» POLECENIE DO WYKONANIA:
Wypisz bez zmian wiersze od tego, który zawiera „the black swim”, do tego, który zawiera „x=219 y=551”, łącznie z obydwoma. Obrazy pomiń w odpowiedzi.
- - -
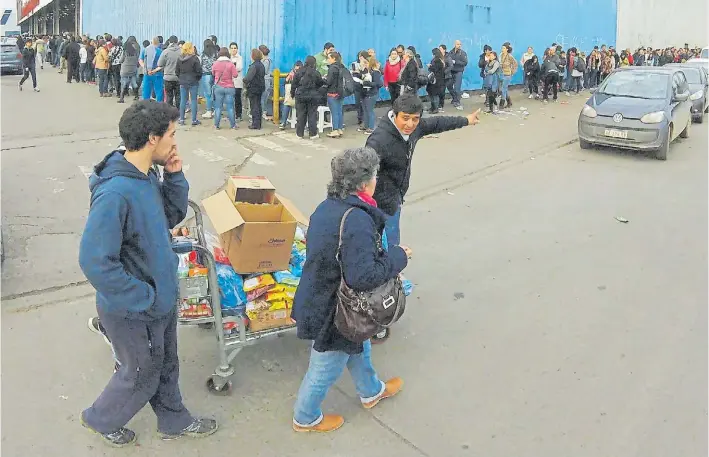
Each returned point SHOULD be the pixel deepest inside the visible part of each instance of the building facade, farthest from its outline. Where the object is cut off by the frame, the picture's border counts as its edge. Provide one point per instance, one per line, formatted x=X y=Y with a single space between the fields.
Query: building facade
x=294 y=29
x=661 y=24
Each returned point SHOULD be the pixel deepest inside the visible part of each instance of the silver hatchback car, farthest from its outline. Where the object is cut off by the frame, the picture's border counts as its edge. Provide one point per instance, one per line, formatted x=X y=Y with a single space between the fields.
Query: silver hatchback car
x=642 y=108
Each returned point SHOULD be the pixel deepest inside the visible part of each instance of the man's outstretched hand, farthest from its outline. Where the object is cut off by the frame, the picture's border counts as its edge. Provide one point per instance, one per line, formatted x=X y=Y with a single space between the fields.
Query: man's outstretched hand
x=474 y=118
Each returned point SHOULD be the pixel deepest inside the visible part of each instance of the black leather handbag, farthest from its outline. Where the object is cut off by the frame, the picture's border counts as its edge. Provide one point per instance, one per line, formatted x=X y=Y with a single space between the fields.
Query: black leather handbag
x=361 y=315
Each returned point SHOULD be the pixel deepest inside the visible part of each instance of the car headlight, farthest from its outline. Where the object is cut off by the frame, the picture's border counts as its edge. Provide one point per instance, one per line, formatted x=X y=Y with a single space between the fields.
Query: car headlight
x=588 y=111
x=653 y=118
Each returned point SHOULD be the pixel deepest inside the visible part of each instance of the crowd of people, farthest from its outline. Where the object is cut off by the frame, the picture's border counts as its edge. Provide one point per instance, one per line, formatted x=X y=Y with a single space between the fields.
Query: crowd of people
x=571 y=70
x=178 y=72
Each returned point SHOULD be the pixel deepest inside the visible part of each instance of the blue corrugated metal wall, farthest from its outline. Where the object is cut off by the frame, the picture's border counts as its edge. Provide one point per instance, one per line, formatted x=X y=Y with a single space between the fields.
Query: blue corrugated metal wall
x=294 y=29
x=353 y=25
x=247 y=22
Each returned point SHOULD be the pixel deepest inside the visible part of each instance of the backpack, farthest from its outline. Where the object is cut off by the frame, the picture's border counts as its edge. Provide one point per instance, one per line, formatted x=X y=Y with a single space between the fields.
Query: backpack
x=580 y=65
x=347 y=82
x=424 y=77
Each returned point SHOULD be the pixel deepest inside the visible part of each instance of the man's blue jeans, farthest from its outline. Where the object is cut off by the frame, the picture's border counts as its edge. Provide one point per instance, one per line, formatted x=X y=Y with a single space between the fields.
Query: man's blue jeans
x=192 y=91
x=222 y=96
x=153 y=83
x=505 y=84
x=457 y=85
x=393 y=229
x=324 y=370
x=335 y=105
x=205 y=86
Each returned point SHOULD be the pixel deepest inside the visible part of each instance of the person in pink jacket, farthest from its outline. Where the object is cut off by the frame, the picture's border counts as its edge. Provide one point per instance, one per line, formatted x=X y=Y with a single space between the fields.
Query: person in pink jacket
x=224 y=73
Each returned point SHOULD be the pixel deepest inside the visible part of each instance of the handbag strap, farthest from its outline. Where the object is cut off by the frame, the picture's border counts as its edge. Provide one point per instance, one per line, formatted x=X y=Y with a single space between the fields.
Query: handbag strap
x=339 y=243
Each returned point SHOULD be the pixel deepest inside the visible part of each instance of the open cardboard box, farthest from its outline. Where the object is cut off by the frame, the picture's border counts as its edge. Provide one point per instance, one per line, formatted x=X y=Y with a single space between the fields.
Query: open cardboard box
x=256 y=226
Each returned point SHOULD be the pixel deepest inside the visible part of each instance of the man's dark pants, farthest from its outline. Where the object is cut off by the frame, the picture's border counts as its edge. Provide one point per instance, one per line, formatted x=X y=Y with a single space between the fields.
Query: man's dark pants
x=149 y=372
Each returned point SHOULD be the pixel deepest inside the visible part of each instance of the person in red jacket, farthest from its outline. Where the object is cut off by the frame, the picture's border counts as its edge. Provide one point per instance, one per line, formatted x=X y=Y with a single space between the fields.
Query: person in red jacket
x=392 y=69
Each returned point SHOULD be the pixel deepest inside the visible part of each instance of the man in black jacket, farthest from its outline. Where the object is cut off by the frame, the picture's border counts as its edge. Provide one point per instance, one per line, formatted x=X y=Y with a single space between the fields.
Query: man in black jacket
x=72 y=60
x=460 y=61
x=395 y=139
x=29 y=62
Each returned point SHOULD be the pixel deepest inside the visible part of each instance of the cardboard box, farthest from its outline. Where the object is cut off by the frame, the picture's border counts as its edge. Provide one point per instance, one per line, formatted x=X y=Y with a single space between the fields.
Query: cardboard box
x=256 y=226
x=270 y=319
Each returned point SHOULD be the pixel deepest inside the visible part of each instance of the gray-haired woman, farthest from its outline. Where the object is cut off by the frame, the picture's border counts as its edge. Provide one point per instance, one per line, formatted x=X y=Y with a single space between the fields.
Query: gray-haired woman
x=365 y=265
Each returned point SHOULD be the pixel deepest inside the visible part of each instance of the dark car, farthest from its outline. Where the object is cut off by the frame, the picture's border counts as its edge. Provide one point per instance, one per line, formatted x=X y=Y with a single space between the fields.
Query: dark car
x=10 y=56
x=642 y=108
x=698 y=86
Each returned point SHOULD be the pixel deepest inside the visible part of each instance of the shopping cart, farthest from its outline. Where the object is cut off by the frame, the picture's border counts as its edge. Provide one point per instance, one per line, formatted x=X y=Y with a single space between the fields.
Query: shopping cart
x=228 y=346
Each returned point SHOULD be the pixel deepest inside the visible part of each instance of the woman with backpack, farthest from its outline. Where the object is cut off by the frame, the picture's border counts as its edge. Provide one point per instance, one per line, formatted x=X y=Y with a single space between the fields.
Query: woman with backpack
x=255 y=84
x=288 y=99
x=371 y=83
x=531 y=74
x=436 y=79
x=189 y=72
x=577 y=72
x=335 y=94
x=305 y=89
x=492 y=80
x=209 y=55
x=508 y=64
x=392 y=70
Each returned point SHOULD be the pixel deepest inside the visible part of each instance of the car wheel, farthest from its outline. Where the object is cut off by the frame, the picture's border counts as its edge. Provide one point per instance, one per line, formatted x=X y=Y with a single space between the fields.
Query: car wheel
x=685 y=132
x=585 y=144
x=661 y=154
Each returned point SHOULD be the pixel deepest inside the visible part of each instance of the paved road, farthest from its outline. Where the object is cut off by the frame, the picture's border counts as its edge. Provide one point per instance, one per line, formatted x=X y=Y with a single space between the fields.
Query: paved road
x=540 y=325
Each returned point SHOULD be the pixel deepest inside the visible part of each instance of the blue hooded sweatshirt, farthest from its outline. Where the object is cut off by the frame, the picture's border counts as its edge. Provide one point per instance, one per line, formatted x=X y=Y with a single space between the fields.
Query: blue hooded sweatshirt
x=125 y=250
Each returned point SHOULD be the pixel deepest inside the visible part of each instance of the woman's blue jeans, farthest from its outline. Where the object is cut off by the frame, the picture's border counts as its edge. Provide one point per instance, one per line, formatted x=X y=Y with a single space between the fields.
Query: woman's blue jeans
x=335 y=105
x=368 y=103
x=505 y=84
x=192 y=91
x=224 y=95
x=205 y=85
x=102 y=80
x=324 y=370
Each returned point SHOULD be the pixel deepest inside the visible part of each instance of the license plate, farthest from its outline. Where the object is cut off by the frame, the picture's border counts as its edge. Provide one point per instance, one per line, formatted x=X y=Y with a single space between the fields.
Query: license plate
x=616 y=133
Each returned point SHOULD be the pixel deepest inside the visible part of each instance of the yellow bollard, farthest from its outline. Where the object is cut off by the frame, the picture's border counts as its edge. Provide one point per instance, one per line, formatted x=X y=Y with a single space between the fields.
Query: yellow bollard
x=276 y=95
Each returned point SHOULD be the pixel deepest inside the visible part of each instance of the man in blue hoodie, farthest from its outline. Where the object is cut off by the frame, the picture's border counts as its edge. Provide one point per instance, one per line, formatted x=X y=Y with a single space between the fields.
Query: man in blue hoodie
x=127 y=256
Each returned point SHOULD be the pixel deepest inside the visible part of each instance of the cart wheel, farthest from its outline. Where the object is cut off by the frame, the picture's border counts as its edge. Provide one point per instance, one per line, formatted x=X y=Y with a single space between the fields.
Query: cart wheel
x=223 y=390
x=381 y=337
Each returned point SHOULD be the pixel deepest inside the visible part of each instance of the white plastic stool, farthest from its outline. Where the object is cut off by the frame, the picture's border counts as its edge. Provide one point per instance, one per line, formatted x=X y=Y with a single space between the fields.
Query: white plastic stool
x=322 y=123
x=292 y=118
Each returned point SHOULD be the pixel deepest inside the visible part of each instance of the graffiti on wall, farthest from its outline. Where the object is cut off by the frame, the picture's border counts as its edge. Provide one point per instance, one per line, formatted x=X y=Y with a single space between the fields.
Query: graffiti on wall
x=582 y=43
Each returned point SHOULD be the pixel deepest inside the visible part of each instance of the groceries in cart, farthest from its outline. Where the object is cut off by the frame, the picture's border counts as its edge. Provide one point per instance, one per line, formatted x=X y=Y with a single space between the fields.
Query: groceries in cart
x=259 y=234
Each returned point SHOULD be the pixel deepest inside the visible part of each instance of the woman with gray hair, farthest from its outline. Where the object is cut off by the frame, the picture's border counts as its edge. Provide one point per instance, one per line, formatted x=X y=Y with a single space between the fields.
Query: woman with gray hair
x=365 y=265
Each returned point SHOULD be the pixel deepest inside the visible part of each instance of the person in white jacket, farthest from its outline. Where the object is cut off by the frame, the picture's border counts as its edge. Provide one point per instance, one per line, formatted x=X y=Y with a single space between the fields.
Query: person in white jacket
x=238 y=62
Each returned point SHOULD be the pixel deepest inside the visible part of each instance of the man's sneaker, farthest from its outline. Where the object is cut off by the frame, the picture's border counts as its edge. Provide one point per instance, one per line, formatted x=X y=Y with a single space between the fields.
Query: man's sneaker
x=199 y=428
x=391 y=388
x=120 y=438
x=329 y=423
x=96 y=327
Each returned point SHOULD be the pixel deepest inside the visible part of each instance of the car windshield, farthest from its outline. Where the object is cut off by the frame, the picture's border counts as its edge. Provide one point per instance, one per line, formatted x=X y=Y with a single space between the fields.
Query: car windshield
x=692 y=75
x=636 y=84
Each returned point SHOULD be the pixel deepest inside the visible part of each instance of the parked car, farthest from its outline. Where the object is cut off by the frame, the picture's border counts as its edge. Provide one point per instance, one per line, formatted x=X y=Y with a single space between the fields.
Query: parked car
x=10 y=56
x=698 y=86
x=641 y=108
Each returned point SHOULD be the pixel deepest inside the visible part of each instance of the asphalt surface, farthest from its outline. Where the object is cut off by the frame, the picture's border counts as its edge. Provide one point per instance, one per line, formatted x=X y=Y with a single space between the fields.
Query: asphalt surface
x=540 y=324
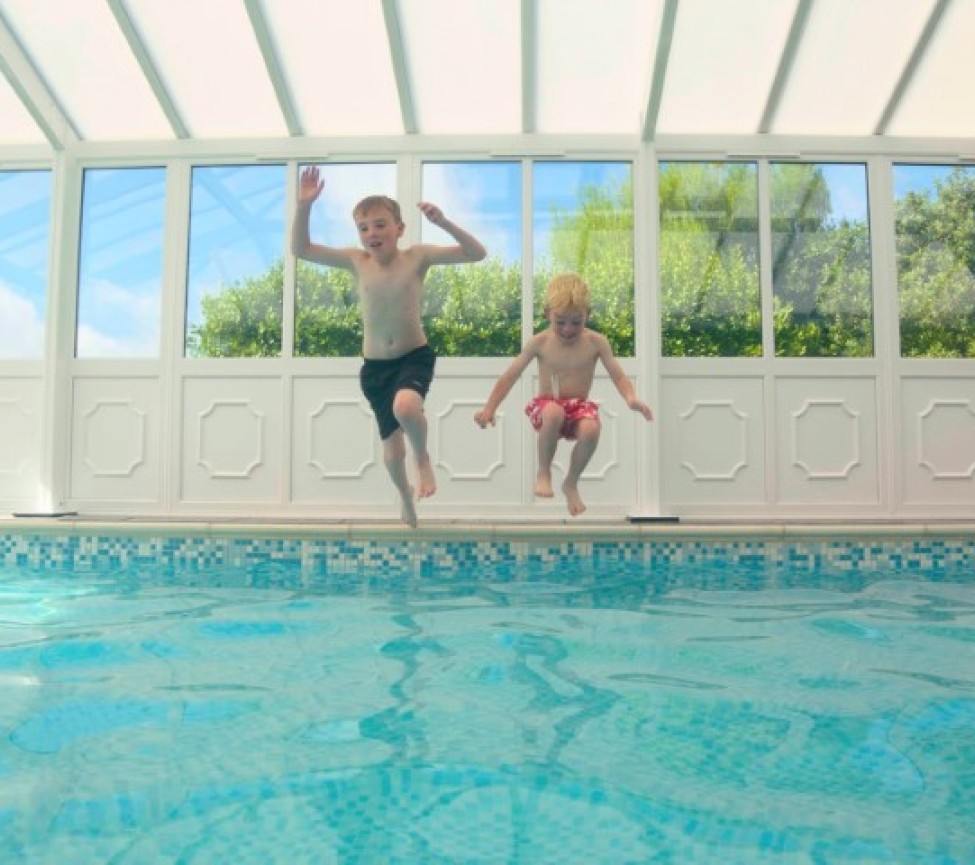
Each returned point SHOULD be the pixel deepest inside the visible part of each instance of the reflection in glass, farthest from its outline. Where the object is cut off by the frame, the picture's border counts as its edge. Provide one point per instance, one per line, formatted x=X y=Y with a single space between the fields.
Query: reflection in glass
x=327 y=318
x=474 y=310
x=583 y=223
x=25 y=209
x=935 y=231
x=821 y=260
x=121 y=261
x=709 y=279
x=236 y=261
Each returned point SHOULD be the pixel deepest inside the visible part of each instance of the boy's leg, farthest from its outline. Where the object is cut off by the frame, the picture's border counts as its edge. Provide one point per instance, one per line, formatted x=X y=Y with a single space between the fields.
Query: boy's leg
x=553 y=416
x=394 y=455
x=408 y=409
x=587 y=437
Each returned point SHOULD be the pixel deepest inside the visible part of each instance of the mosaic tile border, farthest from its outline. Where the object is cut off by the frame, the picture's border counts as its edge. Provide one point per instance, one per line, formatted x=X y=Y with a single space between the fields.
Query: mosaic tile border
x=105 y=552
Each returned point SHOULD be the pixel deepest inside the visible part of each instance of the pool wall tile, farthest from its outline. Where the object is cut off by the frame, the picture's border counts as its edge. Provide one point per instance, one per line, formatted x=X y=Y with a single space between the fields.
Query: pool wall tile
x=106 y=553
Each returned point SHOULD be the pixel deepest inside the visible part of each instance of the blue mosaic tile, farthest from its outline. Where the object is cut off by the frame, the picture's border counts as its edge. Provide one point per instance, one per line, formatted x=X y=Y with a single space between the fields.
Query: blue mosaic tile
x=111 y=553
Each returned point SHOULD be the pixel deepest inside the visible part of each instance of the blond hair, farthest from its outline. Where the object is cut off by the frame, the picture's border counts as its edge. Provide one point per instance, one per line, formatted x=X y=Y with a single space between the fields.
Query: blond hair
x=372 y=201
x=567 y=291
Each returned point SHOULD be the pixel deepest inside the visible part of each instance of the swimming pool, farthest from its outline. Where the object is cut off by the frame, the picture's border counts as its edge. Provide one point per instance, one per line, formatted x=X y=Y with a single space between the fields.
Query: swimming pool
x=202 y=699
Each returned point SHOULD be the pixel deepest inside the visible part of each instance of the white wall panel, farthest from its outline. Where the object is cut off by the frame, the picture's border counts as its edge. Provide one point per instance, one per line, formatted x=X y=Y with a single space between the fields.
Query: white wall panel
x=232 y=442
x=938 y=443
x=337 y=455
x=827 y=447
x=115 y=440
x=713 y=440
x=20 y=423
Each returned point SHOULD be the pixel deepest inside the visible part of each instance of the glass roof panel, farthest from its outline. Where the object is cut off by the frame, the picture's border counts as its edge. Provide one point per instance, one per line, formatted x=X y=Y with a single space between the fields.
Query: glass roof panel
x=209 y=59
x=16 y=124
x=465 y=64
x=723 y=61
x=336 y=59
x=83 y=56
x=939 y=100
x=594 y=64
x=851 y=58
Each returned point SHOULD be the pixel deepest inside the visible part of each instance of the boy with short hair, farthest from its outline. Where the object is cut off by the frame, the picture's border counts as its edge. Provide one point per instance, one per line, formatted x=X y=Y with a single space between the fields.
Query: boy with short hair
x=567 y=352
x=398 y=363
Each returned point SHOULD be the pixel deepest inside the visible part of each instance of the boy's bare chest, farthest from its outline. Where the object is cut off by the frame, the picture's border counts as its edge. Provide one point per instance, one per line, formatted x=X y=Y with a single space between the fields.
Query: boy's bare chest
x=384 y=282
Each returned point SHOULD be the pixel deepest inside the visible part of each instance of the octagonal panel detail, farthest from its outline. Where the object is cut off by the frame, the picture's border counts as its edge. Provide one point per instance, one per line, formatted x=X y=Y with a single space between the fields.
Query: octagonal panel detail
x=230 y=438
x=17 y=423
x=113 y=438
x=946 y=439
x=356 y=454
x=714 y=438
x=826 y=439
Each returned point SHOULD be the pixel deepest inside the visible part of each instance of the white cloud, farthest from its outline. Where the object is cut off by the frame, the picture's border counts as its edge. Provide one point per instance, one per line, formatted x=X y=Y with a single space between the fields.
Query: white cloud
x=21 y=330
x=117 y=322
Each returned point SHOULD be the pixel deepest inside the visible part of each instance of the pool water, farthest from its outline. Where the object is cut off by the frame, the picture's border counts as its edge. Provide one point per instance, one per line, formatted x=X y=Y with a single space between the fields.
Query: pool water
x=590 y=712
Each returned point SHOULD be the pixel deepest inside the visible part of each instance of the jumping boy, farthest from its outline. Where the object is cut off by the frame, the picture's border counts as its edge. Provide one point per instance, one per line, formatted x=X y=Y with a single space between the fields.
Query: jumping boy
x=398 y=364
x=567 y=352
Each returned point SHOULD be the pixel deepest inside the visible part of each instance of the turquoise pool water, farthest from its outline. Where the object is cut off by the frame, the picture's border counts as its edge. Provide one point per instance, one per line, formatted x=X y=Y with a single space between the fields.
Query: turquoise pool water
x=264 y=701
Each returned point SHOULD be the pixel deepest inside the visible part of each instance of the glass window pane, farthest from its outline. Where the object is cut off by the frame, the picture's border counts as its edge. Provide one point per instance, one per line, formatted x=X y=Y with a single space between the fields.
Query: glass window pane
x=709 y=280
x=236 y=261
x=474 y=310
x=328 y=322
x=821 y=260
x=121 y=261
x=25 y=225
x=583 y=223
x=935 y=229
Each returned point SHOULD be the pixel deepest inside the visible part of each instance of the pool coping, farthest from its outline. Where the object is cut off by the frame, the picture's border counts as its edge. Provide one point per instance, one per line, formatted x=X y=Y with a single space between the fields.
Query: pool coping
x=450 y=530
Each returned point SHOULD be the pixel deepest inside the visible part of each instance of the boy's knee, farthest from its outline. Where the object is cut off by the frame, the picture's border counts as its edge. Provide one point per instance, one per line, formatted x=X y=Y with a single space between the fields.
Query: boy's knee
x=407 y=404
x=394 y=448
x=588 y=430
x=553 y=416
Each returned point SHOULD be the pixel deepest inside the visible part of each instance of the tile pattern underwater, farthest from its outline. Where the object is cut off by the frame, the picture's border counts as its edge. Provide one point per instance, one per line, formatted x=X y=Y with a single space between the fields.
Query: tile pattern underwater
x=200 y=699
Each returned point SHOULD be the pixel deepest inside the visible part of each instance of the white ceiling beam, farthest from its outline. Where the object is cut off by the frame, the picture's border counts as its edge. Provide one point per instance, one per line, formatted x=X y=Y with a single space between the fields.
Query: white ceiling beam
x=33 y=91
x=529 y=66
x=786 y=62
x=275 y=70
x=397 y=51
x=659 y=76
x=137 y=45
x=911 y=67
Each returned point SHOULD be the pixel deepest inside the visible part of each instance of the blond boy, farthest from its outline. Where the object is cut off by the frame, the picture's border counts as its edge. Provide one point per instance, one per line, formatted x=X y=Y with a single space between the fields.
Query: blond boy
x=567 y=352
x=398 y=363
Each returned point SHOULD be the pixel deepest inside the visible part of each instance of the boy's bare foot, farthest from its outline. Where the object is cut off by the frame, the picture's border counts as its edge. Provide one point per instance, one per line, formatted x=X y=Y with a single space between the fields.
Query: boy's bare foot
x=426 y=478
x=573 y=499
x=408 y=510
x=543 y=486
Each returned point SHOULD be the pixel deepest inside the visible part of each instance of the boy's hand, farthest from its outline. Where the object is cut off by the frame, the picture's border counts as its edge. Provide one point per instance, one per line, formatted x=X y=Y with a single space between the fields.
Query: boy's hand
x=484 y=417
x=640 y=406
x=432 y=212
x=310 y=186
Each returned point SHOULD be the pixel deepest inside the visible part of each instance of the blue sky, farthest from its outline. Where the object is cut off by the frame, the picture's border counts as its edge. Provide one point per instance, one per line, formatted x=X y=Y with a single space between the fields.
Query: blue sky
x=239 y=228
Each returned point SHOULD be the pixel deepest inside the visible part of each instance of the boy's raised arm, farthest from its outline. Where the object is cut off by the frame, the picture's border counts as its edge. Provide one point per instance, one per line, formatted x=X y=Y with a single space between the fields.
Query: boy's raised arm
x=468 y=248
x=309 y=188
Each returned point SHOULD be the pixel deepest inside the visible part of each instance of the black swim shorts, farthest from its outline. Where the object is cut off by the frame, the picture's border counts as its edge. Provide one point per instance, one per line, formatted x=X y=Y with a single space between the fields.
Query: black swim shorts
x=381 y=379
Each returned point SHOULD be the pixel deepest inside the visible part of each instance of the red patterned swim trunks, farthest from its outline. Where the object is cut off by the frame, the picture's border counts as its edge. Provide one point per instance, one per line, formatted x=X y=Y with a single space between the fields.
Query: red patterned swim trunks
x=575 y=411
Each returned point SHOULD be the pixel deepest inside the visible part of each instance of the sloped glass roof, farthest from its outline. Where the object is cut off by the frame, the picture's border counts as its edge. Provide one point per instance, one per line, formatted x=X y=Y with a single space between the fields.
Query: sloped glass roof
x=143 y=70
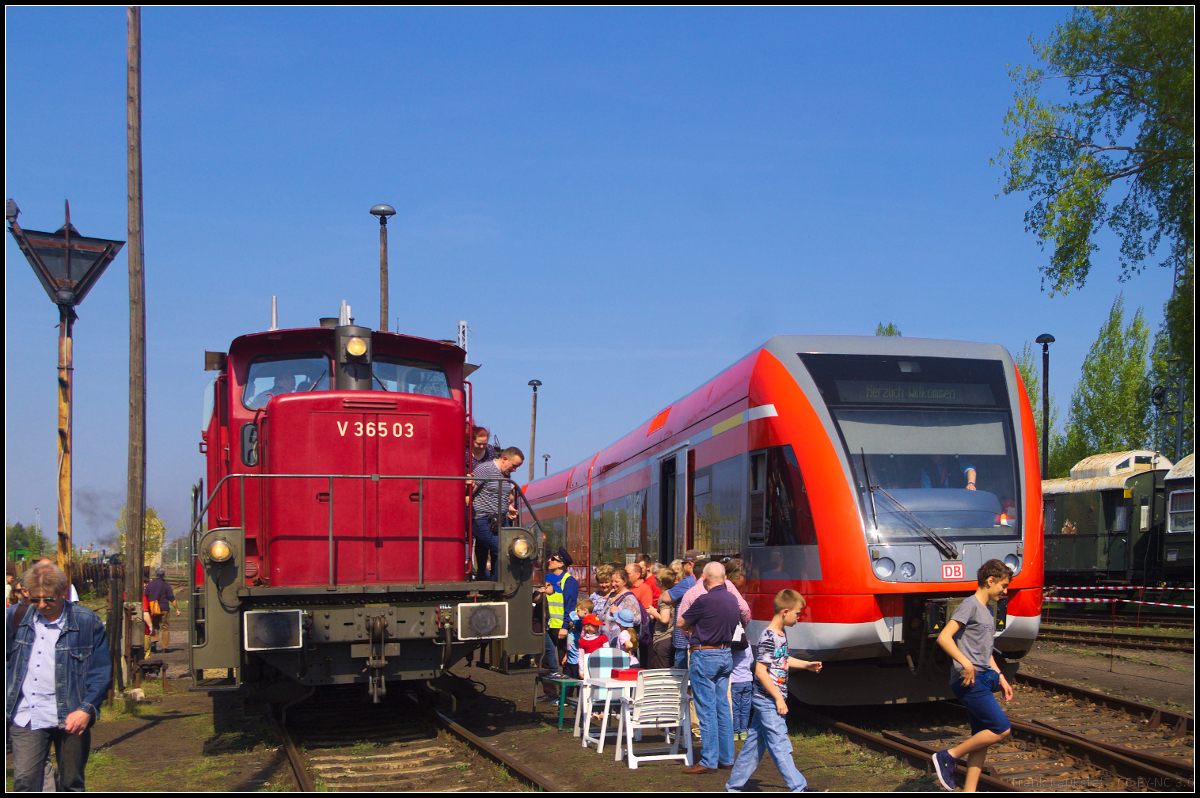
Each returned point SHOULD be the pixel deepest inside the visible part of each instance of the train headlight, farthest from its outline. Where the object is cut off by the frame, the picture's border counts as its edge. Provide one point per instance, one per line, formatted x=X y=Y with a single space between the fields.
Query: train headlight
x=522 y=549
x=219 y=551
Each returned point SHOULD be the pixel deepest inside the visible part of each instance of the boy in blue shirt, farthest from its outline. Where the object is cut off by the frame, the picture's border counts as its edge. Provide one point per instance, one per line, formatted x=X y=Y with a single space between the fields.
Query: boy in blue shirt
x=768 y=727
- - -
» ROZWIĄZANIE ZADANIA:
Each returned point SHOULD be the pixel deepest inside the visible part of each instance of the black swim shorts, farthest from its outline. Where the object is cut off by the frame, the picture's border counts as its edge. Provide one point per instance, one per line, formatted x=X y=Y with a single space between the fields.
Query: black swim shorts
x=381 y=379
Each returned point SHOULD be the pixel deepest inside the visible part of each instance of the red patterned swim trunks, farthest from its outline. Where the object is cut off by the frame, the picture's border counts as its edge. Provide one point per instance, one per line, formatted x=X y=Y with a single space between the fields.
Query: red patterned swim trunks
x=575 y=411
Each returned point SHOULD be the pixel deepest inside the visible part of each instance of the sloped glass roof, farthest from its outline. Where the object is cut off by the frame, the picture's border counts as its edge. Provide one point per instance, one per line, formatted x=X y=Y with a single space between the fields.
Query: sloped glass roof
x=143 y=70
Each returned point SHOULD be the pixel deepest inside the visible part of each instance of the train headlight, farthest from its outline. Where the object is cut off by the frame, the picture's border counts as its edge. Provide one point per instance, one per line, formatted x=X y=Y with a single space between the fields.
Query: train headlight
x=522 y=549
x=219 y=551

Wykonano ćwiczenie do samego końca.